Stated goal ->
Present every line of the data below as a numbered list, leaving out the blank lines.

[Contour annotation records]
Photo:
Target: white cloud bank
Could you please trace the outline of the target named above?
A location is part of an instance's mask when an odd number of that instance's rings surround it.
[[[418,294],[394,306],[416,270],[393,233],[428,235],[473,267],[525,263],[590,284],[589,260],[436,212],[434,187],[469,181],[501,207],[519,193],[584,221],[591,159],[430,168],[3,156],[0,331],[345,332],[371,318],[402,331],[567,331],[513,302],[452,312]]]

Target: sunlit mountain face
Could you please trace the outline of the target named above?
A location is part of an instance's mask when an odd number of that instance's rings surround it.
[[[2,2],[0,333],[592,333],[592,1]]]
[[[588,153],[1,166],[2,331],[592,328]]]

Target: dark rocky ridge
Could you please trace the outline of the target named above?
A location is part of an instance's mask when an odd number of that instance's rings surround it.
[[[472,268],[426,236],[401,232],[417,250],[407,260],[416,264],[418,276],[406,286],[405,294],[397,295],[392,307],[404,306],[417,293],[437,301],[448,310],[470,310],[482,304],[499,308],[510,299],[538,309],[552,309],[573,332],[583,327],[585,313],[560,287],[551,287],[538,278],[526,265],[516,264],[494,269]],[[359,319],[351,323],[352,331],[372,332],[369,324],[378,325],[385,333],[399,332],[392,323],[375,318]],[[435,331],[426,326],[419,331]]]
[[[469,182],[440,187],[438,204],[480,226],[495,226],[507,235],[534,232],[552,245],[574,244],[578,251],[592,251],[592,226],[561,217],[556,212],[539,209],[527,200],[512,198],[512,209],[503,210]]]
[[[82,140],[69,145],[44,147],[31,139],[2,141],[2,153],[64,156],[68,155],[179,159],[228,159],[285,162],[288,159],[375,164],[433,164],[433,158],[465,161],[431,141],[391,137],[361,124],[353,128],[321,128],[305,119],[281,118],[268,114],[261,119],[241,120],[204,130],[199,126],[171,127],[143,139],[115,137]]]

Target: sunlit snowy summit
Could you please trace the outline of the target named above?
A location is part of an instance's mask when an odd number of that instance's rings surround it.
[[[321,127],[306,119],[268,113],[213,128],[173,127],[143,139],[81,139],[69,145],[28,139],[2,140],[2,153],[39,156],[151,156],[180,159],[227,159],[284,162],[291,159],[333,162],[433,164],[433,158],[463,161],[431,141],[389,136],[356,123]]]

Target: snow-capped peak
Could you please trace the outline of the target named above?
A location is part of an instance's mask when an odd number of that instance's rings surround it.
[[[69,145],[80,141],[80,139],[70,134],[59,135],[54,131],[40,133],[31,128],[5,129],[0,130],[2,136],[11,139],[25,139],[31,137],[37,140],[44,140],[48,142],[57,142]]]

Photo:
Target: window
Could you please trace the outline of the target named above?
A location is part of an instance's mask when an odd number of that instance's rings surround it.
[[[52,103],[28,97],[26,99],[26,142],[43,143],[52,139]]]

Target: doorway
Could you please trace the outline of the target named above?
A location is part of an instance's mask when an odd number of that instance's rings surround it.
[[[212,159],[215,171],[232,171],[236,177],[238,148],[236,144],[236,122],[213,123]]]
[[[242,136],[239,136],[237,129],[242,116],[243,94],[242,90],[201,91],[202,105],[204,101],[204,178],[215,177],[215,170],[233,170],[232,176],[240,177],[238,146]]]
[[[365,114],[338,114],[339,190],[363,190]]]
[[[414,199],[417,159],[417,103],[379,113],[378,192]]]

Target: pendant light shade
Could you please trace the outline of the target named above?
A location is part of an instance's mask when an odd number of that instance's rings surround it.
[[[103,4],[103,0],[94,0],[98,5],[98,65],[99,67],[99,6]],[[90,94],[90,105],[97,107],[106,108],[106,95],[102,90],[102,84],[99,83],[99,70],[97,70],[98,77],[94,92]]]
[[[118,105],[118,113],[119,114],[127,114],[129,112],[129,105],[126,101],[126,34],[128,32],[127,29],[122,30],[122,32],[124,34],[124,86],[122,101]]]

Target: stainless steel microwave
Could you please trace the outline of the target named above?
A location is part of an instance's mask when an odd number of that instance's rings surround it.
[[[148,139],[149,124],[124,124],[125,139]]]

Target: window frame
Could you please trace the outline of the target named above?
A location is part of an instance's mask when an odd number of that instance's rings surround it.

Solution to the exercise ->
1. Photo:
2. Target: white cloud bank
3. Could you please trace the outline of the target named above?
4. A location is part of an instance's mask when an odd number of that instance's rings surround it.
5. [[[418,294],[394,306],[416,270],[393,233],[428,235],[473,267],[525,263],[590,284],[589,260],[436,212],[434,187],[469,181],[501,207],[519,193],[584,221],[591,159],[430,168],[3,156],[0,331],[345,332],[371,318],[402,331],[567,331],[513,302],[452,312]]]
6. Target: sunlit mountain face
7. Could you please trace the outline of the target named above?
8. A location is part of an instance's mask when an odd number of that instance's rings surround it.
9. [[[2,2],[0,333],[592,333],[592,1]]]
10. [[[588,153],[1,166],[2,331],[592,328]]]
11. Target: dark rocky ridge
12. Could you please trace the outline of the target named above?
13. A location is part of an instance's mask when an odd number of that instance's rings surround it.
14. [[[472,268],[426,236],[401,232],[417,250],[407,260],[416,264],[418,276],[406,286],[405,294],[397,295],[392,307],[404,306],[417,293],[437,301],[448,310],[470,310],[482,304],[499,308],[510,299],[538,309],[552,309],[573,332],[583,327],[585,313],[560,287],[551,287],[538,278],[526,265],[516,264],[494,269]],[[359,319],[351,323],[352,331],[372,332],[369,324],[378,325],[385,333],[399,332],[392,323],[375,318]],[[435,331],[426,326],[419,331]]]
15. [[[469,182],[440,187],[438,204],[480,226],[495,226],[507,235],[534,232],[552,245],[574,244],[578,251],[592,251],[592,226],[561,217],[556,212],[539,209],[527,200],[512,198],[512,209],[503,210]]]
16. [[[82,140],[69,145],[44,147],[31,139],[2,141],[2,153],[64,156],[68,155],[179,159],[228,159],[285,162],[288,159],[375,164],[433,164],[433,158],[465,161],[431,141],[391,137],[361,124],[353,128],[321,128],[305,119],[281,118],[268,114],[261,119],[241,120],[204,130],[199,126],[171,127],[143,139],[115,137]]]
17. Target: sunlit snowy summit
18. Could you please trace the outline of the target named above?
19. A location is part of an instance's mask when an odd number of that instance's rings surround it.
20. [[[321,127],[306,119],[268,113],[213,128],[173,127],[143,139],[81,139],[69,145],[28,139],[2,140],[2,153],[39,156],[151,156],[180,159],[227,159],[284,162],[291,159],[333,162],[433,164],[433,158],[463,161],[431,141],[389,136],[356,123]]]
21. Target: snow-capped peak
22. Could you please trace the outline of the target named above?
23. A location is part of an instance's mask when an odd number of that instance's rings surround it.
24. [[[69,145],[80,141],[80,139],[70,134],[59,135],[54,131],[40,133],[31,128],[5,129],[0,130],[2,136],[11,139],[25,139],[31,137],[37,140],[44,140],[48,142],[57,142]]]
25. Photo:
26. Target: window
27. Could you please trace the outline of the target named above?
28. A location is part of an instance's mask when an odd number of that instance's rings surround it.
29. [[[52,103],[28,97],[26,99],[26,142],[43,143],[52,139]]]
30. Target: doorway
31. Could you please trace the outline of the target named above?
32. A location is part of an instance's mask when an odd number of that instance's rings surround it.
33. [[[212,159],[215,171],[232,171],[236,177],[238,148],[236,144],[236,122],[213,123]]]
34. [[[242,136],[239,136],[237,129],[242,116],[243,94],[242,90],[201,91],[202,105],[204,101],[204,178],[215,177],[215,170],[233,170],[232,176],[240,177],[238,146]]]
35. [[[365,114],[338,114],[339,190],[363,190]]]
36. [[[414,199],[417,159],[417,103],[379,113],[378,192]]]
37. Target: pendant light shade
38. Could you please trace the outline of the target named above?
39. A location is part of an instance's mask when an odd number of that instance's rings surround it.
40. [[[103,4],[103,0],[94,0],[98,5],[98,65],[99,67],[99,6]],[[90,94],[90,105],[97,107],[106,108],[106,95],[102,90],[102,84],[99,83],[99,70],[97,70],[98,77],[94,92]]]
41. [[[118,105],[118,113],[119,114],[127,114],[129,112],[129,105],[126,101],[126,34],[128,32],[127,29],[122,30],[122,32],[124,34],[124,86],[122,101]]]
42. Target: stainless steel microwave
43. Could you please trace the outline of the target named above?
44. A location is part of an instance's mask when an odd number of that instance's rings surround it.
45. [[[148,139],[149,124],[124,124],[125,139]]]
46. Target: window frame
47. Could you please trace the outline of the target named above?
48. A location is part of an instance's mask when an odd number of that instance's rings surround it.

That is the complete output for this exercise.